▶ **Your goal**:
In the data below, how many lines include the word "positive"? Give only the number.

Saved data entries
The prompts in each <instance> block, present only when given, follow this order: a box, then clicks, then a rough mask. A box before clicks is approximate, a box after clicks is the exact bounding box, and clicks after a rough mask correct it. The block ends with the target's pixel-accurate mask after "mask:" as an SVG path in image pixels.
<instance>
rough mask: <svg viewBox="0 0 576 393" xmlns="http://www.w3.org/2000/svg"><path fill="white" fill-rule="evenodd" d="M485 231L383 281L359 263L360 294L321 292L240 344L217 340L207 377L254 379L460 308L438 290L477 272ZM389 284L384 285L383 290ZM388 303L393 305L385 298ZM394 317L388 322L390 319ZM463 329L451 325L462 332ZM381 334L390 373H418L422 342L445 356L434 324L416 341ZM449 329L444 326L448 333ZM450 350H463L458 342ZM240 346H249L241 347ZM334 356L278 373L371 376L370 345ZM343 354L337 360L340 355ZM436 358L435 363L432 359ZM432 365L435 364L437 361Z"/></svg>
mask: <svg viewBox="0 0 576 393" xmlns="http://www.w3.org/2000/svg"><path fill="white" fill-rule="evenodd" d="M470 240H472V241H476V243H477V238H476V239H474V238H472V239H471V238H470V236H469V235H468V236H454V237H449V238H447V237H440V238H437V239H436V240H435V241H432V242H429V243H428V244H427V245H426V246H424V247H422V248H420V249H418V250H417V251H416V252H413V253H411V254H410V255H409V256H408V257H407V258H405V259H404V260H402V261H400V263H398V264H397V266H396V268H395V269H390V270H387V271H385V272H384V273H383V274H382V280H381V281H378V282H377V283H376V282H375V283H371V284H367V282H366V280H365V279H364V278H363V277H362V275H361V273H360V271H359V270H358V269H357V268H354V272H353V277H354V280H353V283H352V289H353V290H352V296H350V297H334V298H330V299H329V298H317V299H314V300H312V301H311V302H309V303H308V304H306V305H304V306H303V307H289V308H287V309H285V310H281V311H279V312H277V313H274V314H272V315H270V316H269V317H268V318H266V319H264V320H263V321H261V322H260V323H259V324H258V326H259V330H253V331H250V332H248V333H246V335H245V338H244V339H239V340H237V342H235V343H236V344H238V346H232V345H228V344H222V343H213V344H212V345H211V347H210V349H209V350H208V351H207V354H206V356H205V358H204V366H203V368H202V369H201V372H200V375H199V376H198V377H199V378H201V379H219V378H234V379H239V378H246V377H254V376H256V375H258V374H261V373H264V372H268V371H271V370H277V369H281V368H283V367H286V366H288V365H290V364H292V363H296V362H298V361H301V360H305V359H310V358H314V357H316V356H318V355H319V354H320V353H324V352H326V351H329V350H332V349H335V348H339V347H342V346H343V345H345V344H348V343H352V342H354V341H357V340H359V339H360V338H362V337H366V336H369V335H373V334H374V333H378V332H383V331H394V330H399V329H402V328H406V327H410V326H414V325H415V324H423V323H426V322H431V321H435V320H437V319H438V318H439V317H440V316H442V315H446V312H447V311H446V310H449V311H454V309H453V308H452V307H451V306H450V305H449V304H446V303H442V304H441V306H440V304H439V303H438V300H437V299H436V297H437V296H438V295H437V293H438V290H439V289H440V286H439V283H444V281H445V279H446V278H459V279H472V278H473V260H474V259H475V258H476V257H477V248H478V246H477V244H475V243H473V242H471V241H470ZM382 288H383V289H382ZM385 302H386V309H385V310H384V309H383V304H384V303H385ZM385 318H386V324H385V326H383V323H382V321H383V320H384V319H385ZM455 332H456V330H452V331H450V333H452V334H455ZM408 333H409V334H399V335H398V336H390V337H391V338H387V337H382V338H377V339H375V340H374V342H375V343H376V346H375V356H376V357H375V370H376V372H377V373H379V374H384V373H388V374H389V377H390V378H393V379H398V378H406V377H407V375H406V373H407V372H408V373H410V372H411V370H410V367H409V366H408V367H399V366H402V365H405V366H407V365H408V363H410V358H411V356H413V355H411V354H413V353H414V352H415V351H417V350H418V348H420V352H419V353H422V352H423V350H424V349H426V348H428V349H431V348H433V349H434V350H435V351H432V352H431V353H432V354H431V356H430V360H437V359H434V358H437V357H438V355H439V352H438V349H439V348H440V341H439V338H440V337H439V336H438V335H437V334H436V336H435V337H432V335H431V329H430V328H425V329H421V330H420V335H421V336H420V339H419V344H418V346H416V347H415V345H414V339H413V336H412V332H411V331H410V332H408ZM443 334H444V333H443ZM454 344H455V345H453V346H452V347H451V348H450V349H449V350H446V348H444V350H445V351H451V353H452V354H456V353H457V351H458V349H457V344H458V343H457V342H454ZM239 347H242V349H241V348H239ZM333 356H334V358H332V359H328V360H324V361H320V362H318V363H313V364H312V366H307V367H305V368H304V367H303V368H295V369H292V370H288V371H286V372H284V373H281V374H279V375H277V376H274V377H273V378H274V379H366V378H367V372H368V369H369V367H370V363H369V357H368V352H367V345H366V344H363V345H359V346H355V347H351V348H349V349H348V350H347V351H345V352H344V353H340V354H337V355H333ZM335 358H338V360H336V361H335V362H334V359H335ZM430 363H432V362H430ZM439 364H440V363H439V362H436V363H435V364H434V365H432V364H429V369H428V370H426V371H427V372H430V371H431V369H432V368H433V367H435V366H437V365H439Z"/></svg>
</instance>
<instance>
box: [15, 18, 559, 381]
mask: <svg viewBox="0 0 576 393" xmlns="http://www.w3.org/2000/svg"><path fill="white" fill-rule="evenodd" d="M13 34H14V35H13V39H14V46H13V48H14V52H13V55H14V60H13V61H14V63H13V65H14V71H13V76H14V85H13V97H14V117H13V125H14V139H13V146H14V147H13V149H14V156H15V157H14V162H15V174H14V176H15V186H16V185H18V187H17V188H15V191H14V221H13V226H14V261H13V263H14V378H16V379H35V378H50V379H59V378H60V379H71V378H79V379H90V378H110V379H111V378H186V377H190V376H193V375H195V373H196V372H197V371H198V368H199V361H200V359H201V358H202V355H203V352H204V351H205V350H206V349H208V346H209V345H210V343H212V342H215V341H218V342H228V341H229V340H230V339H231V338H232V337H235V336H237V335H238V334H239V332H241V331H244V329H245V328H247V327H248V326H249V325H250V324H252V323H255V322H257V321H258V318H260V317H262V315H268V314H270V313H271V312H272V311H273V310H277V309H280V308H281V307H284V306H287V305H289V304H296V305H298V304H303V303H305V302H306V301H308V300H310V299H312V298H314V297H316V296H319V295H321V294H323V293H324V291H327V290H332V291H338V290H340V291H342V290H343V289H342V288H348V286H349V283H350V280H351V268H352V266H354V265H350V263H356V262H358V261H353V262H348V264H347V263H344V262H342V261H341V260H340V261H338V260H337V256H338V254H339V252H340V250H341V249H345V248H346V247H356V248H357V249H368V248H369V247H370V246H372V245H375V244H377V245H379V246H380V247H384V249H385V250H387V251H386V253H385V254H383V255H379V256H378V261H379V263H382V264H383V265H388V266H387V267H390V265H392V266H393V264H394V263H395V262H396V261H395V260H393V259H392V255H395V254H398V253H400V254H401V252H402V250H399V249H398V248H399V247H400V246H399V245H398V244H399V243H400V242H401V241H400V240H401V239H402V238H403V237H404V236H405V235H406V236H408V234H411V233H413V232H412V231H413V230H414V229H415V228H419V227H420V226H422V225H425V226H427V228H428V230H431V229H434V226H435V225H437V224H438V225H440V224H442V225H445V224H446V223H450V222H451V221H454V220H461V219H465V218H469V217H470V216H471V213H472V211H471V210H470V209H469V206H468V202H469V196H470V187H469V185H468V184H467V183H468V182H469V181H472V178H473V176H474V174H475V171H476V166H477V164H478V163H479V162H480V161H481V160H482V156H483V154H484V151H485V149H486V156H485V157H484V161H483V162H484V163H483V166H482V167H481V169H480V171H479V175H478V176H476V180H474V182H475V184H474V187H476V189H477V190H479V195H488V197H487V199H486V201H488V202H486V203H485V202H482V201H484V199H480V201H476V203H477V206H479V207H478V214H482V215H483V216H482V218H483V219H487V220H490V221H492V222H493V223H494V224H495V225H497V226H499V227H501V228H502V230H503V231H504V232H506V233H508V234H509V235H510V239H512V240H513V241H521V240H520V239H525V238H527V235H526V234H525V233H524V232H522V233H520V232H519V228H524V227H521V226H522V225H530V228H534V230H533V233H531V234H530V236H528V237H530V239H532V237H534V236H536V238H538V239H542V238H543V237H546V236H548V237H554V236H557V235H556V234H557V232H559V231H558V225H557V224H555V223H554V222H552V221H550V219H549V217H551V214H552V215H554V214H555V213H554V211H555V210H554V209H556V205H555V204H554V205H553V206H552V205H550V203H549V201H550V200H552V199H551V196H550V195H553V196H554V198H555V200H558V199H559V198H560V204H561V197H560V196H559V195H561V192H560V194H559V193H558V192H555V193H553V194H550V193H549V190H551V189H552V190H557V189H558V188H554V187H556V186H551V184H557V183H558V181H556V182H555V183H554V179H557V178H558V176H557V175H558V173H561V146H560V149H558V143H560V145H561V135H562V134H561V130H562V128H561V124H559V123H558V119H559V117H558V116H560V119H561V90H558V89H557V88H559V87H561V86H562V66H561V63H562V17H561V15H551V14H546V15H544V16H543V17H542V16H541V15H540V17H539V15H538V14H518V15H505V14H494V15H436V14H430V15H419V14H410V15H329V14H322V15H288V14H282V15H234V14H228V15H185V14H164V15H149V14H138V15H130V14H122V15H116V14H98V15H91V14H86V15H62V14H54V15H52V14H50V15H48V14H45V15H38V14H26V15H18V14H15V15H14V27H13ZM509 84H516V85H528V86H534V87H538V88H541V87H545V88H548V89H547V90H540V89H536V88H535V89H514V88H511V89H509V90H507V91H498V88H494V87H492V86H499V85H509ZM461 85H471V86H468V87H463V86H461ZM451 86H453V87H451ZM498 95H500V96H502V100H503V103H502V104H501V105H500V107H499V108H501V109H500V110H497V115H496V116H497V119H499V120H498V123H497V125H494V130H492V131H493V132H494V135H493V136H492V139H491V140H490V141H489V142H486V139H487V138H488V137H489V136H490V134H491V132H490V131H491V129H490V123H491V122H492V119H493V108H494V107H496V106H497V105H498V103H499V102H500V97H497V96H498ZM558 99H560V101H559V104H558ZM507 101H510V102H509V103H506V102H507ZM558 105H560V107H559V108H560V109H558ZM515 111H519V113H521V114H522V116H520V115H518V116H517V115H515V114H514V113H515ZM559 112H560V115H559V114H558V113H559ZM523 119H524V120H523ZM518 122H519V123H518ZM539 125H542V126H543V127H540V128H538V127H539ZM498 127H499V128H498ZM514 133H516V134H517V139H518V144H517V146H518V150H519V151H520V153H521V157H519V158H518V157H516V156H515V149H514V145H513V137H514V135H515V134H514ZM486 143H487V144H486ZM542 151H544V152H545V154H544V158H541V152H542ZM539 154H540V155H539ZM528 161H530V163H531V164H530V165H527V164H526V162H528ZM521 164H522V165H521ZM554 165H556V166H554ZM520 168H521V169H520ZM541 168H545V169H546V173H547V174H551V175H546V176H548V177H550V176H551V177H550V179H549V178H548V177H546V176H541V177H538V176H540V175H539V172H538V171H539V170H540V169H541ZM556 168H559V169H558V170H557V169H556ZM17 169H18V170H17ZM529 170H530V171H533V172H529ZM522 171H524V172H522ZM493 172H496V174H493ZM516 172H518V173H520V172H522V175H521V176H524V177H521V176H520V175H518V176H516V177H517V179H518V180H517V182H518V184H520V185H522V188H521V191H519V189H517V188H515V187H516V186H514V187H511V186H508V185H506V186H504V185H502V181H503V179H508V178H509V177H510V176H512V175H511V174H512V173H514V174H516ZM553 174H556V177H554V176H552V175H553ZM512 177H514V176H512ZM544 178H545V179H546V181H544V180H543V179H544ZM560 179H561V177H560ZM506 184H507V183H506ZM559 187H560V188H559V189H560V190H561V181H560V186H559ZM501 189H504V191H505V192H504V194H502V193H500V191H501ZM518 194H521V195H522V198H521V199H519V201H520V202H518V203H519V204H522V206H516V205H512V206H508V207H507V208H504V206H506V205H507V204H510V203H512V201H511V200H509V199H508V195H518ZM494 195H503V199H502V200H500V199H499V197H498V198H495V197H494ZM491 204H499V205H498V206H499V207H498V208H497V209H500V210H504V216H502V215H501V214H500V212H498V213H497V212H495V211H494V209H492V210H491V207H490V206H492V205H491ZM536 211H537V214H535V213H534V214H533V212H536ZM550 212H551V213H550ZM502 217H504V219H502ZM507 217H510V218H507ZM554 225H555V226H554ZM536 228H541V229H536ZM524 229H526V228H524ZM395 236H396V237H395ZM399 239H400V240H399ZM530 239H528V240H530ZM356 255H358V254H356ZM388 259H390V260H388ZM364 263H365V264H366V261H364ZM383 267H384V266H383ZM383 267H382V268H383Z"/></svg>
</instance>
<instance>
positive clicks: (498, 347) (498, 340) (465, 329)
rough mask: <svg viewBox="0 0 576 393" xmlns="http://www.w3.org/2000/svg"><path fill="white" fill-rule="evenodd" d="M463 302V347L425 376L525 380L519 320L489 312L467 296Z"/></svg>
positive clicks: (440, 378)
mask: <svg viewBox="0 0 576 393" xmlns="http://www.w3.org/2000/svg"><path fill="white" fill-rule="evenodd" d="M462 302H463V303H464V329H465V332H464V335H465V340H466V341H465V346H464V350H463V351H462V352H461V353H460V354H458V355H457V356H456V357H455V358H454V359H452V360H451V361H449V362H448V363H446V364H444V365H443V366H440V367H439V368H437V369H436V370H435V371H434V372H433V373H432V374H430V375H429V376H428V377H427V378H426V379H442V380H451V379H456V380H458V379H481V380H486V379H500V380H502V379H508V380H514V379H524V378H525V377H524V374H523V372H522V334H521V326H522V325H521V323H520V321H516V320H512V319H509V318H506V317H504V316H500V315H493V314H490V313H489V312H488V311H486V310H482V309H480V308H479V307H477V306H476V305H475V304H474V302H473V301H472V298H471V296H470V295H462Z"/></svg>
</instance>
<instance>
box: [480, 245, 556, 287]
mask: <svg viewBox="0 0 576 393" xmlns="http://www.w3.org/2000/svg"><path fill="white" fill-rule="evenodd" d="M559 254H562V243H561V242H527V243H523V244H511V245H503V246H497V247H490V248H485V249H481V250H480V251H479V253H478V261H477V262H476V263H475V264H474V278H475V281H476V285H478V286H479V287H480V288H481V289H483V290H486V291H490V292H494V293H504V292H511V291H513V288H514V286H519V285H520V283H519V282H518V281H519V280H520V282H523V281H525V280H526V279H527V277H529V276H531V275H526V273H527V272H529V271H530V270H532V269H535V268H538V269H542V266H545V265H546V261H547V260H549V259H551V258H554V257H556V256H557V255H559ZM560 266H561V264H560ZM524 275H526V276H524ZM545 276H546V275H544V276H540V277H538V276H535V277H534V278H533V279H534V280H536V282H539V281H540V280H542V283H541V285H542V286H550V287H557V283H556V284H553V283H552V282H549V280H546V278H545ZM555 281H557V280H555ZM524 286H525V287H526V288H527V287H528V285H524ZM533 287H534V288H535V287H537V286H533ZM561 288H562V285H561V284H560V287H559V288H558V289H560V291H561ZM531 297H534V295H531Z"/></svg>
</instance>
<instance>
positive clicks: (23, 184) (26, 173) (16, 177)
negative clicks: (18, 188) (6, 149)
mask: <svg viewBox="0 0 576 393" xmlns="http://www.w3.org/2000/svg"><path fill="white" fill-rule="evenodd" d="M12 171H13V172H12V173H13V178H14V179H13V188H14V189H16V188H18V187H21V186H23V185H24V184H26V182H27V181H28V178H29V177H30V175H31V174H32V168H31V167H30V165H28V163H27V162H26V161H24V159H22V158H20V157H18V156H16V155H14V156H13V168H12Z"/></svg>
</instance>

▶ **Solution to this task**:
3